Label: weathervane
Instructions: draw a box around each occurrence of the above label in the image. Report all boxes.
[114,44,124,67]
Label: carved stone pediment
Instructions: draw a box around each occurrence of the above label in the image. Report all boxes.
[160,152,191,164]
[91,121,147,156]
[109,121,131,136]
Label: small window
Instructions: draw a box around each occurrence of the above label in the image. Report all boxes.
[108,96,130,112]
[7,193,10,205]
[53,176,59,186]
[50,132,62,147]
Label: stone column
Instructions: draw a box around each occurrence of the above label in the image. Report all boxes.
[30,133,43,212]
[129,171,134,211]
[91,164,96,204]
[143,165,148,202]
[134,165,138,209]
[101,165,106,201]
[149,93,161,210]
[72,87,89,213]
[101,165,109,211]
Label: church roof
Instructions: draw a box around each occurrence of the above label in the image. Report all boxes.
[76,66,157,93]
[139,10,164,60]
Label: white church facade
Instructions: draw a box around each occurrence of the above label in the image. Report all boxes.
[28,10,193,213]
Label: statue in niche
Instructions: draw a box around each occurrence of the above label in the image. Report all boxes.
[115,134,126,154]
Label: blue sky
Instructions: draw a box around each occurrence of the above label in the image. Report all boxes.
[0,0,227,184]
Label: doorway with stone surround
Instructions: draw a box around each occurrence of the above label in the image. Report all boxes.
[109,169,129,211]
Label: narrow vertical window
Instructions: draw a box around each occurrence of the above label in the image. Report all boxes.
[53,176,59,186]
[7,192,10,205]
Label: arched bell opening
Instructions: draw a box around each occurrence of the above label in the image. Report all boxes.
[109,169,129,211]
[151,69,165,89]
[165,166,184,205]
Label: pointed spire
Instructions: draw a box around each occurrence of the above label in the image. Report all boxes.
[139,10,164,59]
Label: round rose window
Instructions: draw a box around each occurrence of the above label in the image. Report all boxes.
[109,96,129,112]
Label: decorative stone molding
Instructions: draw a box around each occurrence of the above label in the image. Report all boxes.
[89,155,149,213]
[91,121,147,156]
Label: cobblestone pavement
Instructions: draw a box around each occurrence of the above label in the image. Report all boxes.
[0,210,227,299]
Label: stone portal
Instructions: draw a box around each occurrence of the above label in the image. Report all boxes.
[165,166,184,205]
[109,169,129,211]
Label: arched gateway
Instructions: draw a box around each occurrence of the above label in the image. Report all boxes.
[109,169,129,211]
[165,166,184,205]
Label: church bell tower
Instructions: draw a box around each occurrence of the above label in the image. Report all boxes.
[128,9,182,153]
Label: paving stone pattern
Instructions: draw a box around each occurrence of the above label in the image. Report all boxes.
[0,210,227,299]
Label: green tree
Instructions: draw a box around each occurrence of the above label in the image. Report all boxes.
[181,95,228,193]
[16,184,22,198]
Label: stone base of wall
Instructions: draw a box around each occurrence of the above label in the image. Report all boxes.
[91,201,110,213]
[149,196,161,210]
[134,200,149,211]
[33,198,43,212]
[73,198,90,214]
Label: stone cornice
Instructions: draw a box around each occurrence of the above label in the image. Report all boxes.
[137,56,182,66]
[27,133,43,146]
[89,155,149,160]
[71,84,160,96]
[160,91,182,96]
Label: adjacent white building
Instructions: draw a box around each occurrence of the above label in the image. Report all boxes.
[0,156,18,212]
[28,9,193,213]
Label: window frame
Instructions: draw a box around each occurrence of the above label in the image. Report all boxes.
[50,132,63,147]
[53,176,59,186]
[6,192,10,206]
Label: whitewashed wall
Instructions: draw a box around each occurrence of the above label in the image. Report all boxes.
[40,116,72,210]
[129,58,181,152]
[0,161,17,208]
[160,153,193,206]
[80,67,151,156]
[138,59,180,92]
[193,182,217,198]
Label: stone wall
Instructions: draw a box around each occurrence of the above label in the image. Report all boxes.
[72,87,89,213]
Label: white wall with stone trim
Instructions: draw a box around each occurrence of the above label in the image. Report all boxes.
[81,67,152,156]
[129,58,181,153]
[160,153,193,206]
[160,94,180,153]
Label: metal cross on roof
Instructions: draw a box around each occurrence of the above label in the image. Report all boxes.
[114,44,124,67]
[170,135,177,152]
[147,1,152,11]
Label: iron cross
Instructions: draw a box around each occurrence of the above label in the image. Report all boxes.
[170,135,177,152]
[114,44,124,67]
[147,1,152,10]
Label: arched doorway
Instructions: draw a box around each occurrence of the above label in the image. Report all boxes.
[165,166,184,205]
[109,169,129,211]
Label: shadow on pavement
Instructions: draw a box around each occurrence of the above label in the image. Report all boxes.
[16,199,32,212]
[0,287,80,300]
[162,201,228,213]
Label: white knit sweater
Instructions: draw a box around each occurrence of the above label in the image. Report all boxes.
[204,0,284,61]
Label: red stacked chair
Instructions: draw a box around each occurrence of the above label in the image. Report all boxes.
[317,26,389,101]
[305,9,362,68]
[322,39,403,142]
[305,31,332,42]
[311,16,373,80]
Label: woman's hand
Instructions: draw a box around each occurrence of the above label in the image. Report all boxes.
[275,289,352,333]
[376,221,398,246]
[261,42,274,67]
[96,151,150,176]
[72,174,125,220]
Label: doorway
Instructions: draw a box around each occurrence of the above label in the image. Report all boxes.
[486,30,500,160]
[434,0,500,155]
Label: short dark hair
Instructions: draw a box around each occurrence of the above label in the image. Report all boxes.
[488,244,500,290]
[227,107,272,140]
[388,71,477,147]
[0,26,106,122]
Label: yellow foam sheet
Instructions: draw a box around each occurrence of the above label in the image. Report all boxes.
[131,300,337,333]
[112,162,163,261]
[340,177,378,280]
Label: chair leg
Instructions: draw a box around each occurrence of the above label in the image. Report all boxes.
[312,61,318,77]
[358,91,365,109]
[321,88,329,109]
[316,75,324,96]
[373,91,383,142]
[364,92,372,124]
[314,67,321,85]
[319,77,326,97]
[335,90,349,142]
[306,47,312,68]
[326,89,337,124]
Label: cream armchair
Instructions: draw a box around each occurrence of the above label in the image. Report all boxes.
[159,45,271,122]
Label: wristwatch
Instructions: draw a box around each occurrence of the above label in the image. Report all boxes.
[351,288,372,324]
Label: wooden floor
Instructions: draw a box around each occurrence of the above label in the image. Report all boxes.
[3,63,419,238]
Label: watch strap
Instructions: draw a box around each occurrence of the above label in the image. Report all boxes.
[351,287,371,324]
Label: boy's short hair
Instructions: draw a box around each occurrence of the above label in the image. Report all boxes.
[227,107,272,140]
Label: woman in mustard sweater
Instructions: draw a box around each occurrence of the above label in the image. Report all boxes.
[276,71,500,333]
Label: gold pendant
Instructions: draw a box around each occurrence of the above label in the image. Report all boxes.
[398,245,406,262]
***
◆ PROBLEM TO SOLVE
In the entries above, please find the line with "Label: yellow foam sheet" and the line with "Label: chair leg", then write out exactly those two lines and every line between them, and nothing more.

◆ TASK ANSWER
Label: yellow foam sheet
Instructions: draw a box around each occurrence of the above label in the image. Report all boxes.
[131,300,337,333]
[112,162,163,261]
[340,177,378,280]
Label: chair leg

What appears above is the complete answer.